• **YOUR INSTRUCTIONS**: For the word "suit", tally the lines of the data that contain it and give the tally alone.
■ ■ ■ ■ ■
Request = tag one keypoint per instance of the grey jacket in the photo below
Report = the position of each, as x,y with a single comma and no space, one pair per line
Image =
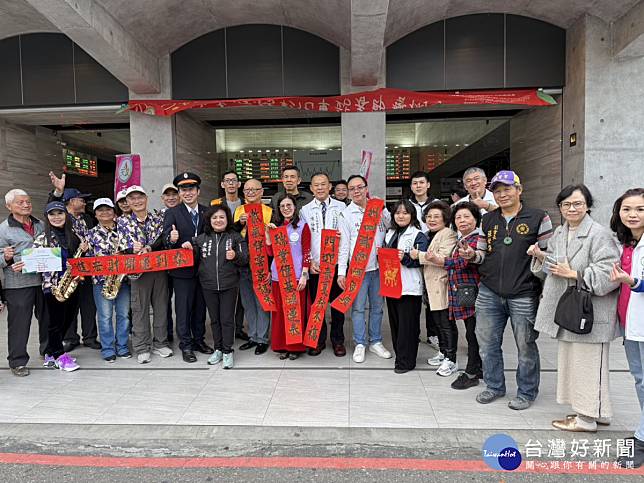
593,250
13,234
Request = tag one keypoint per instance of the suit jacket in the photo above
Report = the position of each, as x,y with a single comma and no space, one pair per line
180,217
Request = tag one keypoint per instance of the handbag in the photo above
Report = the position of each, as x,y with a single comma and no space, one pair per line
575,308
466,294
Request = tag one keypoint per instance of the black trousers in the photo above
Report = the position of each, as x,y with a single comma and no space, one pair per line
61,317
239,313
447,333
337,317
404,320
430,325
170,322
190,311
221,308
87,308
22,305
474,364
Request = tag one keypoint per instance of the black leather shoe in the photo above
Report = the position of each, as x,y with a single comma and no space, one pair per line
189,356
92,344
70,345
260,349
248,345
241,335
203,348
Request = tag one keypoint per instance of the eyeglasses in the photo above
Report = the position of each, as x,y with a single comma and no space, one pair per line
357,188
566,205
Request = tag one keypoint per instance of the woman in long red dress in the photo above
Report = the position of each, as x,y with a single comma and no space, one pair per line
299,237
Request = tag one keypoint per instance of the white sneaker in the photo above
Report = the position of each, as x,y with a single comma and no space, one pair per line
358,353
162,351
143,358
447,368
433,342
437,360
380,350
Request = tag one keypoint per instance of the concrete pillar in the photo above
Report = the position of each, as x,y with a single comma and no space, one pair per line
602,105
362,131
154,138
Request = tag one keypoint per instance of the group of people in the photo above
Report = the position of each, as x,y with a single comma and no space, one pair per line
486,259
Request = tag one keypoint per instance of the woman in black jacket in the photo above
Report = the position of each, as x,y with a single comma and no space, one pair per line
220,252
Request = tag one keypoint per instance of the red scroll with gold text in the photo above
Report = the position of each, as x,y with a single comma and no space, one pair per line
288,285
329,248
361,253
390,277
258,258
129,264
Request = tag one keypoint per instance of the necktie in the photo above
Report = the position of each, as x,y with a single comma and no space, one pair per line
195,219
323,213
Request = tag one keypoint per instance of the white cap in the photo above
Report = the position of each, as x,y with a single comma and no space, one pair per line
135,188
121,195
103,202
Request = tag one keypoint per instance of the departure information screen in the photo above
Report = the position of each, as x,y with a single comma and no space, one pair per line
80,163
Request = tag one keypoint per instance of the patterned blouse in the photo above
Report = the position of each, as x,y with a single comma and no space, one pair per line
147,232
103,242
460,271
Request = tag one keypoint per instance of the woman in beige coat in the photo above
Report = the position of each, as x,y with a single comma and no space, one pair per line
442,243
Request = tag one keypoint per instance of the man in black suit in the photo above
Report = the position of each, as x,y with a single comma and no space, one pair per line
181,224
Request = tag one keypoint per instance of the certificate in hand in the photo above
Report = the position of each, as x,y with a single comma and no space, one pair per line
42,260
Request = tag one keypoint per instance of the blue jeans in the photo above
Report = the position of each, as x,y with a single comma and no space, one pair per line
112,343
492,314
369,290
635,356
259,321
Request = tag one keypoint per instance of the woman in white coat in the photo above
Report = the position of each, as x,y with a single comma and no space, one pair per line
628,223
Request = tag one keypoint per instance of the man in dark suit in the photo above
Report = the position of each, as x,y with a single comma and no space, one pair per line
181,224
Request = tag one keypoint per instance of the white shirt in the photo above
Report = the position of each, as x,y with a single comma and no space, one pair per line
311,213
489,197
349,225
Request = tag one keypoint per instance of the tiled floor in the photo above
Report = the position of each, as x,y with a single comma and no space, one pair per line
262,390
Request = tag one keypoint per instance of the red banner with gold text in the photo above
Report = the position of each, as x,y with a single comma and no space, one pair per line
384,99
390,277
288,285
258,258
329,248
129,264
361,252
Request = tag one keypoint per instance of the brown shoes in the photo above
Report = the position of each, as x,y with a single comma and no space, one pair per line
339,350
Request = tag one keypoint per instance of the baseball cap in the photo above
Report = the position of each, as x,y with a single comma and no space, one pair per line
71,193
168,186
121,195
55,205
103,202
135,188
506,177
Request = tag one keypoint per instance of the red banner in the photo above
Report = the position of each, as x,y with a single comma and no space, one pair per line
390,277
129,264
329,248
361,253
258,258
288,285
384,99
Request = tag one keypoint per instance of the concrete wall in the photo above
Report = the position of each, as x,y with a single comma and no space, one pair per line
603,104
535,155
197,152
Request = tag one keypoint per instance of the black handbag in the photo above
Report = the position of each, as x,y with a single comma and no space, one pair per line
466,294
575,308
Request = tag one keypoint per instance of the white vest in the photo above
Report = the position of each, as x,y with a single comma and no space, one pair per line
635,312
412,278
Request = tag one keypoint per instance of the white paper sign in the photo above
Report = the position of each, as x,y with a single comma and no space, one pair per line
42,260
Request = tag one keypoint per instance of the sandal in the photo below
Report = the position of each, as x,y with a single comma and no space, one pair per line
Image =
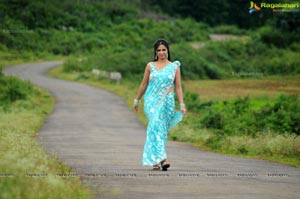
156,167
165,165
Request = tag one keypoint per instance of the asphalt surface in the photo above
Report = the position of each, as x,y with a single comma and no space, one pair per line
95,133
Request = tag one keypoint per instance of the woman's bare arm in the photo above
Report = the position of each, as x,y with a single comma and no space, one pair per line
143,85
179,90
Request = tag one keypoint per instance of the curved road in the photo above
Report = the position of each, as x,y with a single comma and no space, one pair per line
95,133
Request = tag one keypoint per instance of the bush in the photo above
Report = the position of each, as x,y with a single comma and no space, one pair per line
13,89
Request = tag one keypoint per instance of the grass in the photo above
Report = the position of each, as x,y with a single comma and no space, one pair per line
287,147
233,88
21,157
282,148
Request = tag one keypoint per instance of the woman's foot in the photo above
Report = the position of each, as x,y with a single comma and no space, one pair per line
165,165
156,167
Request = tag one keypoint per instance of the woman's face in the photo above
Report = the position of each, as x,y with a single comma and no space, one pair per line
162,52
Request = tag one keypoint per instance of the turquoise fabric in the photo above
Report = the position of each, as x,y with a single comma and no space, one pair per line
159,107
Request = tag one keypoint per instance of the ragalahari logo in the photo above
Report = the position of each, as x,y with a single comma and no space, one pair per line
253,7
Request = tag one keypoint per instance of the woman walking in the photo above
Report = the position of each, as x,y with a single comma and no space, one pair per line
161,79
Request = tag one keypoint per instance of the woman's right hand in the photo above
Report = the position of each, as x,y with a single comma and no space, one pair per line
136,108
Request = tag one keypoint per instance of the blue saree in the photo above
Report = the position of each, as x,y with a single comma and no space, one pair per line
159,107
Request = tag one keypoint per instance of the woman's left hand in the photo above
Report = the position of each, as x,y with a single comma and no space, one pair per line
183,110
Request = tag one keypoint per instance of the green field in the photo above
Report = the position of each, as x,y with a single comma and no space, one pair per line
27,171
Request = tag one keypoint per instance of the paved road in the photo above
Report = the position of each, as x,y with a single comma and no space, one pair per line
94,132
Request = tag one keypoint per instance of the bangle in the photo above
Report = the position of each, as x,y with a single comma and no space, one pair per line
136,102
182,105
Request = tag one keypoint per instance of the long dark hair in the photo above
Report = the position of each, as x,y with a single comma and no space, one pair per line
158,43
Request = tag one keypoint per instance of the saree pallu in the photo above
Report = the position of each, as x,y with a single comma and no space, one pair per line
159,107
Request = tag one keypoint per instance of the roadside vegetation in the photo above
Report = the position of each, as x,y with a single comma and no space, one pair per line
241,77
26,170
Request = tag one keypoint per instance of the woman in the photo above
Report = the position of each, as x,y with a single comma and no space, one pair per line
161,78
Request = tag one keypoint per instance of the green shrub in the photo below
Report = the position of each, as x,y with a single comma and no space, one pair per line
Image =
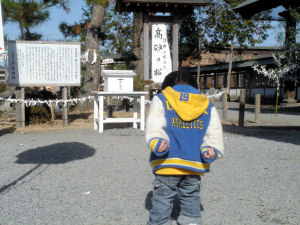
138,84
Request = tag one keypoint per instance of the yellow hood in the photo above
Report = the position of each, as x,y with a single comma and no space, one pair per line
193,106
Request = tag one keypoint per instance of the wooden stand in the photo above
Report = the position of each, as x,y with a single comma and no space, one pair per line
20,107
242,108
257,108
65,107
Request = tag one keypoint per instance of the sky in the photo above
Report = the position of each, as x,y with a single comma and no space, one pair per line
50,28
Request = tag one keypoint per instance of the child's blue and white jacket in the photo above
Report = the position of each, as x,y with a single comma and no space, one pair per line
189,123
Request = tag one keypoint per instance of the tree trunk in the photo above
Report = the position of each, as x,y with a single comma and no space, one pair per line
199,60
137,43
229,68
22,31
93,66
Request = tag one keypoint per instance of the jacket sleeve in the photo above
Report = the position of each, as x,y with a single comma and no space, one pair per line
155,126
214,136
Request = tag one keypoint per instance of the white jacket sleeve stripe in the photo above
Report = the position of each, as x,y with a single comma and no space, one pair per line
156,121
214,134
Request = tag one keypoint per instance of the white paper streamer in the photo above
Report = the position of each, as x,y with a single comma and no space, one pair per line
32,102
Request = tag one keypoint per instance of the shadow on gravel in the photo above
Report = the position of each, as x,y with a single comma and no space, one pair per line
7,130
176,207
288,134
52,154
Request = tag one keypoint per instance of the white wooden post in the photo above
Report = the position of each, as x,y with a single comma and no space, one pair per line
142,113
101,112
96,112
135,112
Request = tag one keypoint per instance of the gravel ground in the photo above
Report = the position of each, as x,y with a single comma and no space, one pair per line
81,177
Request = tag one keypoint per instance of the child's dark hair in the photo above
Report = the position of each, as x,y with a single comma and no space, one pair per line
179,77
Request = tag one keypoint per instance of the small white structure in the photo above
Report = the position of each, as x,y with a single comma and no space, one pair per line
118,80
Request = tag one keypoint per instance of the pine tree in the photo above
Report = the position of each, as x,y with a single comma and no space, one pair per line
28,14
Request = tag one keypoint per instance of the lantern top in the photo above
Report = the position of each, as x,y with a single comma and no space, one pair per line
157,5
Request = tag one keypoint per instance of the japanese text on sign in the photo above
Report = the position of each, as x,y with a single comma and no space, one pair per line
161,58
33,63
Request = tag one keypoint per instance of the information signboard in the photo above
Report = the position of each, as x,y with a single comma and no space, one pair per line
41,63
161,56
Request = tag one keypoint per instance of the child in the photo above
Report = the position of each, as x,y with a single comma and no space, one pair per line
184,134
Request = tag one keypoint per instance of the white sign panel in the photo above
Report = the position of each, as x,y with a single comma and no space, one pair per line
161,57
2,49
35,63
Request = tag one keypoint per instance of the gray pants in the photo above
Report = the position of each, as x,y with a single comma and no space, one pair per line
187,189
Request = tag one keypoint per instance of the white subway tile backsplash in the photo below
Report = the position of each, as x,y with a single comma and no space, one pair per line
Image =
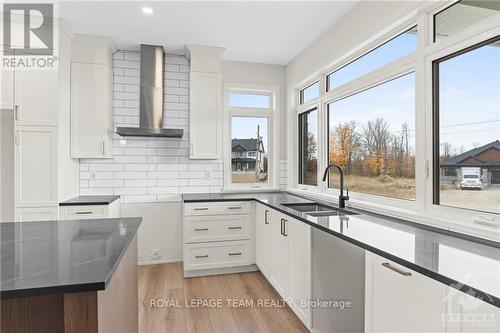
150,169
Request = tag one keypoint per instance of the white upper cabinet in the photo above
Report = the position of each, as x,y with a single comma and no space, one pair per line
398,299
91,97
90,110
35,163
205,102
36,97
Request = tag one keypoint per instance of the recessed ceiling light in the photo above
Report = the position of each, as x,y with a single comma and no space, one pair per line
147,10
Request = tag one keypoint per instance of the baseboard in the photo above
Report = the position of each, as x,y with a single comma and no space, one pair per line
156,262
219,271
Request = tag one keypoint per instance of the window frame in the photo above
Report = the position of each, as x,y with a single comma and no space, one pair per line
299,147
272,115
422,210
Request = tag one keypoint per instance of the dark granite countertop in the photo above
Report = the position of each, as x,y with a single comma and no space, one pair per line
90,200
466,263
46,257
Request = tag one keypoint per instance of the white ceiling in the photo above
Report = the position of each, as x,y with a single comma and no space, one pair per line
261,32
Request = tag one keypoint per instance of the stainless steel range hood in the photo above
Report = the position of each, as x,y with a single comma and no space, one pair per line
151,97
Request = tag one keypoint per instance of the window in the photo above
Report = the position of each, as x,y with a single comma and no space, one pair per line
309,93
394,49
308,148
249,134
372,137
467,128
249,100
462,15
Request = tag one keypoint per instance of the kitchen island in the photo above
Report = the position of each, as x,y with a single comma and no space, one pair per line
69,276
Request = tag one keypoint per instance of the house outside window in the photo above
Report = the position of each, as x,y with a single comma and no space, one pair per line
249,139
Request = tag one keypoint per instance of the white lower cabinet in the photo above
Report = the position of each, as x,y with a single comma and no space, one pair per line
218,238
284,257
35,162
36,214
468,314
398,299
86,212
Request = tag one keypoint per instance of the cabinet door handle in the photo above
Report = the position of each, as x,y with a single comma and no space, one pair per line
16,112
395,269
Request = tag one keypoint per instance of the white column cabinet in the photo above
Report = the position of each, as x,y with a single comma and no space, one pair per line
398,299
36,97
35,162
205,102
205,114
7,89
91,133
91,97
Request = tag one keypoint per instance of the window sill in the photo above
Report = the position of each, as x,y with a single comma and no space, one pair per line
460,226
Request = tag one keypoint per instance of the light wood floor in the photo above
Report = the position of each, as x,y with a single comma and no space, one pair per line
166,281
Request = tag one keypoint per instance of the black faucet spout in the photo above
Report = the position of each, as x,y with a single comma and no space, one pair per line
342,198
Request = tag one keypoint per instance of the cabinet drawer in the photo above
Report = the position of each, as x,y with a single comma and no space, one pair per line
83,212
216,228
216,208
216,255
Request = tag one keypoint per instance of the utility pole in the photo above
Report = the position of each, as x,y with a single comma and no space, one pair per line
257,154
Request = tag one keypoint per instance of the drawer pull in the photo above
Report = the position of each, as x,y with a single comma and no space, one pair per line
395,269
■ ■ ■ ■ ■
• **ANSWER SECTION**: 3